* Start LISTING *
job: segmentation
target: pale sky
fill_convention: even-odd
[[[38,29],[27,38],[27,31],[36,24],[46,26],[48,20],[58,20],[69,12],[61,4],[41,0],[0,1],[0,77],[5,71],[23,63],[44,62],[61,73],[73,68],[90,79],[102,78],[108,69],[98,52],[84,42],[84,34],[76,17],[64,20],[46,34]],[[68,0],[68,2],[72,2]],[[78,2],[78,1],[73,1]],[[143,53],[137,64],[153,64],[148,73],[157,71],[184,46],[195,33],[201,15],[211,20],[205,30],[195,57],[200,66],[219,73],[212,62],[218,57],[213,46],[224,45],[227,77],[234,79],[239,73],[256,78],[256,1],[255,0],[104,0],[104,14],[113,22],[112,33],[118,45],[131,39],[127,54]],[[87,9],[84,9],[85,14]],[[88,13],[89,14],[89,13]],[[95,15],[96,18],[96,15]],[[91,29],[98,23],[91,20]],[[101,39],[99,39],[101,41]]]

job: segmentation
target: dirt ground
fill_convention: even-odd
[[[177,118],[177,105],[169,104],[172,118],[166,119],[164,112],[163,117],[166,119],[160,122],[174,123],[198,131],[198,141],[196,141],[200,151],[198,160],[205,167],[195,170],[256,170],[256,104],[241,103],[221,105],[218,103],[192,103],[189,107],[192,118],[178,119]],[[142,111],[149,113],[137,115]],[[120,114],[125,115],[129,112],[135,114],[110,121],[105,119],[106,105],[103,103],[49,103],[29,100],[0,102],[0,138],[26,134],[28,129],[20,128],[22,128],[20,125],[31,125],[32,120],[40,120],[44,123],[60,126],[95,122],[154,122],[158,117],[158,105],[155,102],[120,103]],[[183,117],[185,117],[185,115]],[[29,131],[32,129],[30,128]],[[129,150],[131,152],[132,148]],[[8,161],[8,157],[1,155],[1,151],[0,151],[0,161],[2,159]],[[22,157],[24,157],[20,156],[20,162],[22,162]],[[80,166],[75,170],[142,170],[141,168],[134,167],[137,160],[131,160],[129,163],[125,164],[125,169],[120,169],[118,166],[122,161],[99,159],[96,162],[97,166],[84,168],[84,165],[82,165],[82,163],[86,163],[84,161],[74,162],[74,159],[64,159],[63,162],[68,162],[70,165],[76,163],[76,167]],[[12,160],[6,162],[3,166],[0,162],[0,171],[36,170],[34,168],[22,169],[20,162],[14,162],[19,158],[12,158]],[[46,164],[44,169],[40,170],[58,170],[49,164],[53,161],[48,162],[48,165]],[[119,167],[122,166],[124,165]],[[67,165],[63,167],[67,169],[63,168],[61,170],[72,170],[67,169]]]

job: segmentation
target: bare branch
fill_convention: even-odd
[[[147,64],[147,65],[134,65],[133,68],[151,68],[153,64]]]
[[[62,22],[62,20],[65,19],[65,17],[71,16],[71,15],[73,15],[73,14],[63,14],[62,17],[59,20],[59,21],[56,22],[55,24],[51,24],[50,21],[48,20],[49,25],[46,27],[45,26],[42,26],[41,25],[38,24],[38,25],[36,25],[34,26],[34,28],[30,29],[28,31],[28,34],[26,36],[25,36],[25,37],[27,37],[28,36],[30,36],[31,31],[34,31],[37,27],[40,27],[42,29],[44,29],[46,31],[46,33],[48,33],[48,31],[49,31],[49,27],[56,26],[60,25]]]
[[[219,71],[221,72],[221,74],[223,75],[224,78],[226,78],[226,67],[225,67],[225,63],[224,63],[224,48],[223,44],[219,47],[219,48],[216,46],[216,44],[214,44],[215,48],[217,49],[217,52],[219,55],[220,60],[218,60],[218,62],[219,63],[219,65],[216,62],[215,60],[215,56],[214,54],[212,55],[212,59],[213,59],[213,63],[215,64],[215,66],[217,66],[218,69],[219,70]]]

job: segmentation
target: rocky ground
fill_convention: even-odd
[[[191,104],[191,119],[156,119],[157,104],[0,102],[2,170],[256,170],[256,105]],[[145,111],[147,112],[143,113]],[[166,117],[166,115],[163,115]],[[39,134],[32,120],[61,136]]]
* End LISTING *
INSTRUCTIONS TO FOLLOW
Transcribe every line of the data, exactly as it stands.

OUTPUT
job: segmentation
target: pale sky
fill_convention: even-odd
[[[38,29],[27,38],[27,31],[36,24],[46,26],[48,20],[58,20],[69,12],[61,4],[41,0],[0,1],[0,77],[5,71],[23,63],[44,62],[61,73],[73,68],[90,79],[102,78],[108,69],[98,52],[84,42],[84,34],[76,17],[64,20],[46,34]],[[68,0],[68,2],[72,2]],[[78,2],[78,1],[73,1]],[[143,53],[137,64],[153,64],[148,73],[157,71],[184,46],[195,33],[201,15],[211,20],[205,30],[195,57],[200,66],[219,73],[212,62],[218,57],[213,46],[224,45],[227,77],[234,79],[239,73],[256,78],[256,1],[255,0],[104,0],[104,14],[113,22],[112,33],[118,45],[131,39],[127,54]],[[87,9],[84,9],[85,14]],[[88,13],[89,14],[89,13]],[[95,15],[96,18],[96,15]],[[91,29],[98,23],[91,20]],[[101,39],[99,39],[101,41]]]

job: segmentation
target: dirt ground
fill_convention: even-odd
[[[177,118],[177,105],[169,104],[172,118],[166,119],[164,112],[163,117],[166,119],[160,122],[174,123],[198,131],[198,141],[196,141],[200,151],[198,160],[205,167],[195,170],[256,170],[256,104],[241,103],[221,105],[218,103],[192,103],[189,107],[192,118],[178,119]],[[142,111],[149,113],[137,115]],[[120,114],[125,115],[129,112],[135,114],[110,121],[105,119],[106,105],[103,103],[49,103],[29,100],[0,102],[0,138],[26,134],[28,129],[20,128],[22,128],[20,125],[31,125],[32,120],[40,120],[44,123],[60,126],[95,122],[154,122],[158,117],[158,105],[155,102],[120,103]],[[183,117],[185,117],[185,115]],[[29,131],[32,129],[30,128]],[[129,150],[131,152],[132,148]],[[8,161],[8,157],[1,155],[1,151],[0,151],[0,161],[2,159]],[[22,157],[24,157],[20,156],[20,162],[22,162]],[[80,166],[75,170],[142,170],[141,168],[134,167],[137,160],[131,160],[129,163],[125,164],[125,169],[120,169],[118,166],[122,161],[99,159],[96,162],[97,166],[84,168],[84,165],[82,165],[82,163],[86,163],[84,161],[74,162],[74,159],[64,159],[63,162],[68,162],[70,165],[76,163],[76,167]],[[12,160],[6,162],[3,166],[0,162],[0,171],[36,170],[34,168],[22,169],[20,162],[14,162],[19,158],[12,158]],[[46,164],[44,169],[40,170],[58,170],[49,164],[53,161],[48,162],[48,165]],[[119,167],[122,166],[124,165]],[[67,165],[63,167],[67,169],[63,168],[61,170],[72,170],[67,169]]]

job: segmentation
target: bare branch
fill_convention: even-odd
[[[147,64],[147,65],[134,65],[133,68],[151,68],[153,64]]]
[[[62,22],[62,20],[65,19],[65,17],[71,16],[71,15],[73,15],[73,14],[63,14],[62,17],[59,20],[59,21],[56,22],[55,24],[51,24],[50,21],[48,20],[49,25],[46,27],[45,26],[42,26],[41,25],[38,24],[38,25],[36,25],[34,26],[34,28],[30,29],[28,31],[28,34],[26,36],[25,36],[25,37],[27,37],[28,36],[30,36],[31,31],[34,31],[37,27],[40,27],[42,29],[44,29],[46,31],[46,33],[48,33],[48,31],[49,31],[49,27],[56,26],[60,25]]]
[[[219,71],[221,72],[221,74],[223,75],[224,78],[226,78],[226,67],[225,67],[225,63],[224,63],[224,48],[223,44],[219,47],[219,48],[216,46],[216,44],[214,44],[215,48],[217,49],[217,52],[219,55],[220,60],[218,60],[218,62],[219,63],[219,65],[216,62],[215,60],[215,56],[214,54],[212,55],[212,59],[213,59],[213,63],[215,64],[215,66],[217,66],[218,69],[219,70]]]

job: segmentation
target: rocky ground
fill_convention: even-odd
[[[191,104],[191,119],[156,119],[157,104],[0,102],[2,170],[256,170],[256,105]],[[145,111],[147,112],[143,113]],[[166,117],[166,115],[163,115]],[[39,134],[32,120],[61,136]]]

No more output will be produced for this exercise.